**Problem statement:** Produce exactly the lines starting at the one containing "Instruction: boxwood shrub" and ending at the last line of the material, with nothing added.
___ Provided entries
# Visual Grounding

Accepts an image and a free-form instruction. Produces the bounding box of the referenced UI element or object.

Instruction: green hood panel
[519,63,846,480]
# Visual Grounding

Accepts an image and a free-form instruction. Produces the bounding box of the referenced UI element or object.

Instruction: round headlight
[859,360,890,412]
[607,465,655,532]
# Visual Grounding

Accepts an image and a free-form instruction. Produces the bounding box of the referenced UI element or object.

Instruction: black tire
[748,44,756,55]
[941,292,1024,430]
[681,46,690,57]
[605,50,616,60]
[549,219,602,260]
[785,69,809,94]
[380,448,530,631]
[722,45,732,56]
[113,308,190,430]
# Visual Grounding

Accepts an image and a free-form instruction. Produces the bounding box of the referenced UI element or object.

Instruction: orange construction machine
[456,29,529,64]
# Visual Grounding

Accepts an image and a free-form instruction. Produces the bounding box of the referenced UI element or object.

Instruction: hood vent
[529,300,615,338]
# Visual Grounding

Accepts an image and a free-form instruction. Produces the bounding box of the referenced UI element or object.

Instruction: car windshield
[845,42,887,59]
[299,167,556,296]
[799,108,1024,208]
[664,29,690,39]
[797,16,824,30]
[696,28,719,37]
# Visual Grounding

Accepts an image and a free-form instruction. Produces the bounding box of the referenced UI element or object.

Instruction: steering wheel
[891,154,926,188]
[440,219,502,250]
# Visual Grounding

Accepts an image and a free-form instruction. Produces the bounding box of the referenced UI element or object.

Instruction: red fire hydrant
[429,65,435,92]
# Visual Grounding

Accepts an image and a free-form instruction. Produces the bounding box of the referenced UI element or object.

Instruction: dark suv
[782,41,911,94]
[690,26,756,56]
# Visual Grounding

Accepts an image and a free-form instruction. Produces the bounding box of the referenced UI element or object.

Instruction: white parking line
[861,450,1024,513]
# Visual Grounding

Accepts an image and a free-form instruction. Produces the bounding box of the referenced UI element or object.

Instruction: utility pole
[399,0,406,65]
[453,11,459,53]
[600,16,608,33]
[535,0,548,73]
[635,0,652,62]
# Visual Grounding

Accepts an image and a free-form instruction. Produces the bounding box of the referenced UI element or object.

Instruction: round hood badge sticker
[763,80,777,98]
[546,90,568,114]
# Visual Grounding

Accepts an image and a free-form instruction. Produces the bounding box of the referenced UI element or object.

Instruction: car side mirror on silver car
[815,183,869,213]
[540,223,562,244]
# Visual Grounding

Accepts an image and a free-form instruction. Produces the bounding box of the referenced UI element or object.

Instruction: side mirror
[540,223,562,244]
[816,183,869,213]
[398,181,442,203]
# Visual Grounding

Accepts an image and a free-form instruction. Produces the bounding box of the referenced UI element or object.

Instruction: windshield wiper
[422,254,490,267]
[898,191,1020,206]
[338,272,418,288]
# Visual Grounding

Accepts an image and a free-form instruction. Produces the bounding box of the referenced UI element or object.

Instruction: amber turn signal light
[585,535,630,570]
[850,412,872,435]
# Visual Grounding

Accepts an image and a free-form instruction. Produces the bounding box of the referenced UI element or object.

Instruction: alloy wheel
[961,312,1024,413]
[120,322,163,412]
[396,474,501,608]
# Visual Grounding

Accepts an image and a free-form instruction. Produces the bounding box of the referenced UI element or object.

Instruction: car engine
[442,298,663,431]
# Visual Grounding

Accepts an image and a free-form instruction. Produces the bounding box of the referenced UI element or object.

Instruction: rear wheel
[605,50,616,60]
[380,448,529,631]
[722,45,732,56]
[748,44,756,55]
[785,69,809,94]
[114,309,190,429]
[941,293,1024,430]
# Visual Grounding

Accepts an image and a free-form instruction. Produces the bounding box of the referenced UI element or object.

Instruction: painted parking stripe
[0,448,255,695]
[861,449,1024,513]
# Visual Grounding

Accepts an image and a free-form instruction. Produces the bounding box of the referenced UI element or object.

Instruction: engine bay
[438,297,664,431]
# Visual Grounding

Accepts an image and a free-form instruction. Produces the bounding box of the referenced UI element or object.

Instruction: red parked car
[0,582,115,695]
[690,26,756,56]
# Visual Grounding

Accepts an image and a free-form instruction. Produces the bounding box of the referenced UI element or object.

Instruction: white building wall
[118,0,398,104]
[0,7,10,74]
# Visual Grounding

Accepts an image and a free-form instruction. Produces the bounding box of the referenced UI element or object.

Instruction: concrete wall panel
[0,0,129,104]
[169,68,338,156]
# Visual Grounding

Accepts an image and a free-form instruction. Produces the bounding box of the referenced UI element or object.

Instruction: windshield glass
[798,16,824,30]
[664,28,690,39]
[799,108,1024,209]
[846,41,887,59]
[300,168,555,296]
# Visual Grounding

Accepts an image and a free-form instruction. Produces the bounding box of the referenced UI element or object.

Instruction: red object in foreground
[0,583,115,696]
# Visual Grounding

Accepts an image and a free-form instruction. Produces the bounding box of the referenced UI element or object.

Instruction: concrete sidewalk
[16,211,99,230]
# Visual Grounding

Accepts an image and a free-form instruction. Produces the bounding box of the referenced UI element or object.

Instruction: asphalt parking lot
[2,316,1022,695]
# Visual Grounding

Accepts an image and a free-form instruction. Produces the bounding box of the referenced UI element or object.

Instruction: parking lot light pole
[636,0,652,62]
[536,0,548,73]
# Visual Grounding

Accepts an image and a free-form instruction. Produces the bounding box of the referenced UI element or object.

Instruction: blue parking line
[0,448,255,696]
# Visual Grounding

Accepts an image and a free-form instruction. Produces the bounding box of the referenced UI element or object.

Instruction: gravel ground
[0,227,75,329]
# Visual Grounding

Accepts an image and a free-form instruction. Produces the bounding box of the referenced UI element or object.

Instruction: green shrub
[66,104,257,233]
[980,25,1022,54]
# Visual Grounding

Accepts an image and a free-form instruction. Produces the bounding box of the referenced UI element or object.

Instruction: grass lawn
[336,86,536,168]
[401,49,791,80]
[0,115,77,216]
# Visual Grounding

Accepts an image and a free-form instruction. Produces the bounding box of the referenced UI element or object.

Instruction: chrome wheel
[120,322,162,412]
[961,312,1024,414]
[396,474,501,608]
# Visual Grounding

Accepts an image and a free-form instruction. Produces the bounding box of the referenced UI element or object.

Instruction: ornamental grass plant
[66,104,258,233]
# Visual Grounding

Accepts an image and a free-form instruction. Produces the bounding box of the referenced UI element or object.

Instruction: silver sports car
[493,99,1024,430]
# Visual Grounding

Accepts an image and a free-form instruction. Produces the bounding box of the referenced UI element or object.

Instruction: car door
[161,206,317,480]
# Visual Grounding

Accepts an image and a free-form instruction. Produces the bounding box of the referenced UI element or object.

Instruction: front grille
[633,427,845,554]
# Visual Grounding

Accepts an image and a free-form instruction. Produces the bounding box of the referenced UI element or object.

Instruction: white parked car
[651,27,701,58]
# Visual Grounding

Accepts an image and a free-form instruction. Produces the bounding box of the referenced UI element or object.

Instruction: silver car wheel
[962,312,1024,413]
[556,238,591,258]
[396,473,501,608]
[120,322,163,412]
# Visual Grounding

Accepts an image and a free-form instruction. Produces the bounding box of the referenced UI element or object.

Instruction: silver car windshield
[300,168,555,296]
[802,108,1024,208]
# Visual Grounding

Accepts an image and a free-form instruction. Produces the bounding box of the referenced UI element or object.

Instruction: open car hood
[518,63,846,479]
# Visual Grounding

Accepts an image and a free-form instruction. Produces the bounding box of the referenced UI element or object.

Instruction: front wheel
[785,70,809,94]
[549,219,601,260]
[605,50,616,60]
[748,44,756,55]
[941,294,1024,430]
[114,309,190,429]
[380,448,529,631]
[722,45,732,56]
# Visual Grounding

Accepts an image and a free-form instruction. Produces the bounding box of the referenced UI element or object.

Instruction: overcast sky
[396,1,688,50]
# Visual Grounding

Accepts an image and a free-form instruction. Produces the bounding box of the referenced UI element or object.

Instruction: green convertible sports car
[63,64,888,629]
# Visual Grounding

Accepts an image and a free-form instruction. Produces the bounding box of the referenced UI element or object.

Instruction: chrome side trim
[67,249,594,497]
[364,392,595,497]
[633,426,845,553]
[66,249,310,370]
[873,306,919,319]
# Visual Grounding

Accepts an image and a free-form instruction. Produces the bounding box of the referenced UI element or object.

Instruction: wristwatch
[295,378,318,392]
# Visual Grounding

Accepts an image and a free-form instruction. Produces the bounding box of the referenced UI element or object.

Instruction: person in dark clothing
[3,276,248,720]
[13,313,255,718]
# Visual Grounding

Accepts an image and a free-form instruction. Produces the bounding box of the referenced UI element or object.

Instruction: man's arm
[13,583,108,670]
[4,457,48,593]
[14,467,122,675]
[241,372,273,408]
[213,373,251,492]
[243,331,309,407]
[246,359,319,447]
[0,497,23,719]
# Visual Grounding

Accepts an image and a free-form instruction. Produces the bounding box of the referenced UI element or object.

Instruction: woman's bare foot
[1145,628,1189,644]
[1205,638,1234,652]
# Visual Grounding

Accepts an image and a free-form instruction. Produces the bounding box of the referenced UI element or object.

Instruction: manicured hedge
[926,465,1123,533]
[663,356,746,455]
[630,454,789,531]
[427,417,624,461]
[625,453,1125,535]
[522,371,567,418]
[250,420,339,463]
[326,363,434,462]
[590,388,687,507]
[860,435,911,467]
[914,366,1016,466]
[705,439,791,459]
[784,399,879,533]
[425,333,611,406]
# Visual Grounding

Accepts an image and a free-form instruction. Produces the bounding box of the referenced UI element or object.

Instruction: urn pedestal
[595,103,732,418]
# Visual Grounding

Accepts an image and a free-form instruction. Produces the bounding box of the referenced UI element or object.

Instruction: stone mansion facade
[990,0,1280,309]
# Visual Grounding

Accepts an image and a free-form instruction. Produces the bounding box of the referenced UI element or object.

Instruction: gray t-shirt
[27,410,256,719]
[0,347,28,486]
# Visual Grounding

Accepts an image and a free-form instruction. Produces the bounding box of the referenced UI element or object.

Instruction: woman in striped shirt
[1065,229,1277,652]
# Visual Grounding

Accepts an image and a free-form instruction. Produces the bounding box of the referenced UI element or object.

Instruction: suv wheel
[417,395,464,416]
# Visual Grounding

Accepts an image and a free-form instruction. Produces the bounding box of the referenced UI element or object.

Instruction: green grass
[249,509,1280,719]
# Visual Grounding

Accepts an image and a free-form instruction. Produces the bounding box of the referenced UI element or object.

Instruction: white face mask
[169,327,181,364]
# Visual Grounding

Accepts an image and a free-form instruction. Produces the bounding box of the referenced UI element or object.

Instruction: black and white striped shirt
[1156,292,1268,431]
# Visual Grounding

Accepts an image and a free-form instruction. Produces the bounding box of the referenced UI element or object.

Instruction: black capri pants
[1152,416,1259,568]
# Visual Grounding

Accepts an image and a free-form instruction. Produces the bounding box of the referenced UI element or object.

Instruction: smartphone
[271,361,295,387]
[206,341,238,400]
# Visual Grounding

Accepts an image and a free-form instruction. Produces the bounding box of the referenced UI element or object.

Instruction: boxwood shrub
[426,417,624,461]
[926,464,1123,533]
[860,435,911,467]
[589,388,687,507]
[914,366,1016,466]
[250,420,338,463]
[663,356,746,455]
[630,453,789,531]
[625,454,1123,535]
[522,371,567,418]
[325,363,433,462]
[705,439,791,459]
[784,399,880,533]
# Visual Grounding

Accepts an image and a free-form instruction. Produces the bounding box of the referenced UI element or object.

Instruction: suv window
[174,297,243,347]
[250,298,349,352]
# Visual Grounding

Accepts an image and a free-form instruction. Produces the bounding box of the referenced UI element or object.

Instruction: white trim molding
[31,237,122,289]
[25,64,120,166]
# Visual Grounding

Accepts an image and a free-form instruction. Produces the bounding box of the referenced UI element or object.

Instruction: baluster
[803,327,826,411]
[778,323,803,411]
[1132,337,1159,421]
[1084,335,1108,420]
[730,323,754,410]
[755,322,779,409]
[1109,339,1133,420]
______
**Answer to this task:**
Instruction: boxwood shrub
[426,417,624,461]
[926,464,1123,533]
[860,435,911,467]
[589,388,687,507]
[914,366,1016,466]
[250,420,338,463]
[663,356,746,455]
[630,453,789,531]
[625,454,1123,535]
[522,371,567,418]
[325,363,433,462]
[705,439,791,459]
[784,399,880,533]
# Visual Grounding

Accepts an image and a free-form instruction. Produces the bounding box of the referenced UI element or object.

Instruction: suv window
[174,297,243,347]
[250,298,349,352]
# Visual Grounding

Accepts an image and a free-form instruction. Produces the bounding box of the referenced UI element or object.

Instruction: white trim molding
[31,237,122,289]
[25,64,120,166]
# Visual Grounding

Accepts an image and a free-form instruction. Produces the bounding box of the referenced UI element or object.

Instruction: baluster
[803,327,826,411]
[778,323,803,411]
[1132,337,1159,421]
[1084,335,1108,420]
[730,323,754,410]
[755,322,779,409]
[1109,339,1133,420]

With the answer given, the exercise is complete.